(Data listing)

— begin —

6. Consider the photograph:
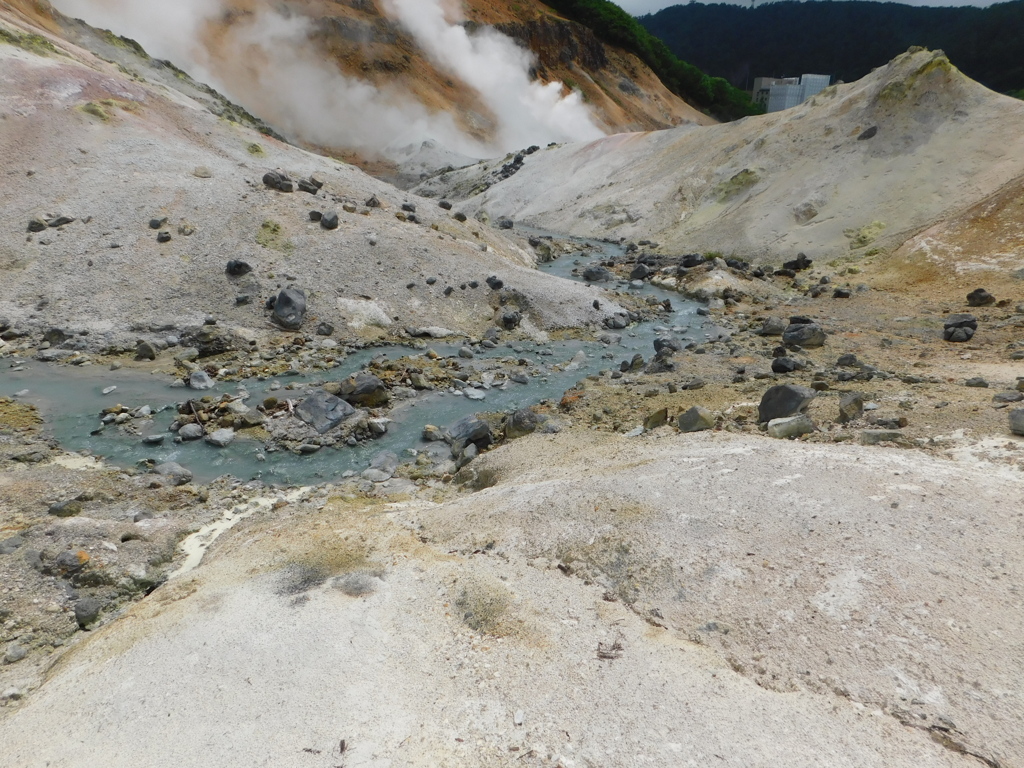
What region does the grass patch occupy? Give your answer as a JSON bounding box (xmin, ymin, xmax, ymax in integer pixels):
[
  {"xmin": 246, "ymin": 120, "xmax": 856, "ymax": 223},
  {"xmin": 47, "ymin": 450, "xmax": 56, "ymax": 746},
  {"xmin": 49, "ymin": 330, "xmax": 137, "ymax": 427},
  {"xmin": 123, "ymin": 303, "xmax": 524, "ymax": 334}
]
[
  {"xmin": 0, "ymin": 27, "xmax": 60, "ymax": 56},
  {"xmin": 715, "ymin": 168, "xmax": 761, "ymax": 203},
  {"xmin": 256, "ymin": 219, "xmax": 295, "ymax": 253}
]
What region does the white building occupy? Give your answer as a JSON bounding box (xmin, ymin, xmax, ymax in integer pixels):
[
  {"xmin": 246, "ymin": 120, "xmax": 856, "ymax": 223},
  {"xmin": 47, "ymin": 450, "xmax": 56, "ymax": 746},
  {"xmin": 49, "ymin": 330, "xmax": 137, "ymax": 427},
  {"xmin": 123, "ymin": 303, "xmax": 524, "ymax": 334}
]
[{"xmin": 753, "ymin": 75, "xmax": 831, "ymax": 112}]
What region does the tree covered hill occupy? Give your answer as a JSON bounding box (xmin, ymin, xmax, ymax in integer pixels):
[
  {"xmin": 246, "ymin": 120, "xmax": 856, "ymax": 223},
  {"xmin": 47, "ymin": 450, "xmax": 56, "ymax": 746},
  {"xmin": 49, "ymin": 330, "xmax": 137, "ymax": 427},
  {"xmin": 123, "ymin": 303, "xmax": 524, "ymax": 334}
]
[
  {"xmin": 639, "ymin": 0, "xmax": 1024, "ymax": 95},
  {"xmin": 542, "ymin": 0, "xmax": 761, "ymax": 120}
]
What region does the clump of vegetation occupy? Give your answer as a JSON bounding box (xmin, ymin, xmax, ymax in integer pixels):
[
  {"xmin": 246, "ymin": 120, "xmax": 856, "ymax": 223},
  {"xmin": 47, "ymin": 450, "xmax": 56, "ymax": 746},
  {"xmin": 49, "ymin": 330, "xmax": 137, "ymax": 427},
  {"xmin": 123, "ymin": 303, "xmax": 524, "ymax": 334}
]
[
  {"xmin": 715, "ymin": 168, "xmax": 761, "ymax": 203},
  {"xmin": 256, "ymin": 219, "xmax": 295, "ymax": 253},
  {"xmin": 544, "ymin": 0, "xmax": 764, "ymax": 120},
  {"xmin": 0, "ymin": 27, "xmax": 60, "ymax": 56},
  {"xmin": 843, "ymin": 221, "xmax": 886, "ymax": 250}
]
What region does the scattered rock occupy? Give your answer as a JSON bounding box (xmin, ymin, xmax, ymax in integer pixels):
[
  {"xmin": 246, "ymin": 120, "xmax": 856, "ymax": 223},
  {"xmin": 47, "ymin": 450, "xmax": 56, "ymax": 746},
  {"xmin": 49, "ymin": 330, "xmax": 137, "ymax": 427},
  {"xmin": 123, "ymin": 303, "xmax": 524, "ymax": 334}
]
[
  {"xmin": 942, "ymin": 312, "xmax": 978, "ymax": 342},
  {"xmin": 188, "ymin": 371, "xmax": 215, "ymax": 390},
  {"xmin": 273, "ymin": 288, "xmax": 306, "ymax": 331},
  {"xmin": 677, "ymin": 406, "xmax": 715, "ymax": 432},
  {"xmin": 75, "ymin": 597, "xmax": 103, "ymax": 630},
  {"xmin": 839, "ymin": 392, "xmax": 864, "ymax": 424},
  {"xmin": 768, "ymin": 414, "xmax": 814, "ymax": 439},
  {"xmin": 206, "ymin": 427, "xmax": 234, "ymax": 447},
  {"xmin": 758, "ymin": 384, "xmax": 816, "ymax": 423},
  {"xmin": 224, "ymin": 259, "xmax": 253, "ymax": 278},
  {"xmin": 295, "ymin": 389, "xmax": 355, "ymax": 434},
  {"xmin": 153, "ymin": 462, "xmax": 191, "ymax": 485},
  {"xmin": 967, "ymin": 288, "xmax": 995, "ymax": 306}
]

— end —

WHAT IS NEEDED: Render the lines of the data listing above as a Markdown table with two columns, Number and Record line, giving each line its own row and skipping any blank lines. Leave the pictures out of the table.

TASK RESULT:
| Number | Record line |
|---|---|
| 1 | 6. Consider the photograph: |
| 2 | What region does the grass patch occupy? Give your answer as a JSON bounding box (xmin, ymin, xmax, ymax in integer pixels): |
| 3 | [ |
| 4 |   {"xmin": 246, "ymin": 120, "xmax": 856, "ymax": 223}, |
| 5 |   {"xmin": 47, "ymin": 450, "xmax": 56, "ymax": 746}, |
| 6 |   {"xmin": 49, "ymin": 330, "xmax": 137, "ymax": 427}, |
| 7 |   {"xmin": 123, "ymin": 303, "xmax": 524, "ymax": 334} |
| 8 | ] |
| 9 | [ |
| 10 |   {"xmin": 0, "ymin": 27, "xmax": 60, "ymax": 56}, |
| 11 |   {"xmin": 715, "ymin": 168, "xmax": 761, "ymax": 203}, |
| 12 |   {"xmin": 256, "ymin": 219, "xmax": 295, "ymax": 253} |
| 13 | ] |
| 14 | What region does the white building occupy? Give your answer as a JSON bounding box (xmin, ymin, xmax, ymax in integer pixels): |
| 15 | [ |
| 16 |   {"xmin": 246, "ymin": 120, "xmax": 856, "ymax": 223}, |
| 17 |   {"xmin": 47, "ymin": 450, "xmax": 56, "ymax": 746}, |
| 18 |   {"xmin": 49, "ymin": 330, "xmax": 137, "ymax": 427}, |
| 19 |   {"xmin": 123, "ymin": 303, "xmax": 524, "ymax": 334} |
| 20 | ] |
| 21 | [{"xmin": 753, "ymin": 75, "xmax": 831, "ymax": 112}] |
| 22 | What region does the tree covered hill occupy? Give your answer as a JSON bounding box (xmin, ymin, xmax, ymax in integer pixels): |
| 23 | [ |
| 24 |   {"xmin": 246, "ymin": 120, "xmax": 856, "ymax": 223}, |
| 25 |   {"xmin": 47, "ymin": 450, "xmax": 56, "ymax": 746}, |
| 26 |   {"xmin": 49, "ymin": 330, "xmax": 137, "ymax": 427}, |
| 27 |   {"xmin": 123, "ymin": 303, "xmax": 524, "ymax": 334} |
| 28 | ] |
| 29 | [ |
| 30 |   {"xmin": 639, "ymin": 0, "xmax": 1024, "ymax": 95}, |
| 31 |   {"xmin": 542, "ymin": 0, "xmax": 761, "ymax": 120} |
| 32 | ] |
| 33 | What region does the clump of vegetation occupy? Give your answer as a JSON bounding box (xmin, ymin, xmax, ymax in integer pixels): |
| 34 | [ |
| 35 |   {"xmin": 246, "ymin": 120, "xmax": 856, "ymax": 223}, |
| 36 |   {"xmin": 47, "ymin": 450, "xmax": 56, "ymax": 746}, |
| 37 |   {"xmin": 49, "ymin": 330, "xmax": 137, "ymax": 427}, |
| 38 |   {"xmin": 123, "ymin": 303, "xmax": 524, "ymax": 334} |
| 39 | ] |
| 40 | [ |
| 41 |   {"xmin": 715, "ymin": 168, "xmax": 761, "ymax": 203}, |
| 42 |   {"xmin": 256, "ymin": 219, "xmax": 295, "ymax": 253}, |
| 43 |   {"xmin": 544, "ymin": 0, "xmax": 764, "ymax": 120}, |
| 44 |   {"xmin": 0, "ymin": 27, "xmax": 60, "ymax": 56}, |
| 45 |   {"xmin": 843, "ymin": 221, "xmax": 886, "ymax": 250} |
| 46 | ] |
| 47 | What region does the scattered rock occupy? Give your answer as a JSON bounding box (xmin, ymin, xmax, ymax in integer pixels): |
| 48 | [ |
| 49 |   {"xmin": 246, "ymin": 120, "xmax": 856, "ymax": 223}, |
| 50 |   {"xmin": 47, "ymin": 450, "xmax": 56, "ymax": 746}, |
| 51 |   {"xmin": 49, "ymin": 330, "xmax": 137, "ymax": 427}, |
| 52 |   {"xmin": 123, "ymin": 303, "xmax": 524, "ymax": 334} |
| 53 | ] |
| 54 | [ |
| 55 |   {"xmin": 942, "ymin": 312, "xmax": 978, "ymax": 342}, |
| 56 |   {"xmin": 188, "ymin": 371, "xmax": 215, "ymax": 390}, |
| 57 |   {"xmin": 273, "ymin": 288, "xmax": 306, "ymax": 331}, |
| 58 |   {"xmin": 677, "ymin": 406, "xmax": 715, "ymax": 432}, |
| 59 |   {"xmin": 75, "ymin": 597, "xmax": 103, "ymax": 630}, |
| 60 |   {"xmin": 839, "ymin": 392, "xmax": 864, "ymax": 424}, |
| 61 |   {"xmin": 768, "ymin": 414, "xmax": 814, "ymax": 439}, |
| 62 |   {"xmin": 206, "ymin": 427, "xmax": 234, "ymax": 447}, |
| 63 |   {"xmin": 758, "ymin": 384, "xmax": 816, "ymax": 423}, |
| 64 |   {"xmin": 224, "ymin": 259, "xmax": 253, "ymax": 278}, |
| 65 |   {"xmin": 295, "ymin": 389, "xmax": 355, "ymax": 434}, |
| 66 |   {"xmin": 153, "ymin": 462, "xmax": 191, "ymax": 485}, |
| 67 |   {"xmin": 967, "ymin": 288, "xmax": 995, "ymax": 306} |
| 68 | ] |